§ **Exercise**: In the passage about plantations on Amelia Island, set down word for word everything from "One of the larger" up to and including "land in Florida.".

§ **Provided text**:
::::::::::

Amelia Island and Nassau County were not considered part of the Florida Plantation Belt. That distinction would go to the Panhandle area, where British colonists fleeing the American Revolutionary War developed large estates with slave labor. Nonetheless, northeastern Florida had its share of plantations, large and small, in the years preceding annexation as a U.S territory.
One of the larger plantations on Amelia Island in the late 18th century belonged to John Perceval, the 2nd Earl of Egmont, who was among a group of British aristocrats/adventurers/speculators who set out to acquire land in Florida.
Egmont’s first attempt to establish a plantation on the St. Johns River failed to flourish. In September 1770, he abandoned the St. Johns River project and relocated his laborers to Amelia Island, where he had been awarded land by the British governor. The land had been set aside in a failed attempt to entice settlers from Bermuda. Three months later, Egmont died. Although it is unlikely Egmont ever lived on his island estate, his widow, Catherine Percival, the Countess of Egmont, was documented as residing here for a time. During the Egmont era, the island was known as “Egmont Isle.”

::::::::::

§ **Extracted entries**:
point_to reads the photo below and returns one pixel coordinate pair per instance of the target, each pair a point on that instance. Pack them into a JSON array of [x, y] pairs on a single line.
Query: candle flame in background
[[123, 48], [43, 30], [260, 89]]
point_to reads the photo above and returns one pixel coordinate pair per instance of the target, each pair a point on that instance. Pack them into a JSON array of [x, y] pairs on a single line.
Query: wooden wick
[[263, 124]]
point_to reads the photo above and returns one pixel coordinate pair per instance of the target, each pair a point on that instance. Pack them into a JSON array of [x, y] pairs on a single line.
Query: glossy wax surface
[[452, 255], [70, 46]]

::::::::::

§ **Response below**:
One of the larger plantations on Amelia Island in the late 18th century belonged to John Perceval, the 2nd Earl of Egmont, who was among a group of British aristocrats/adventurers/speculators who set out to acquire land in Florida.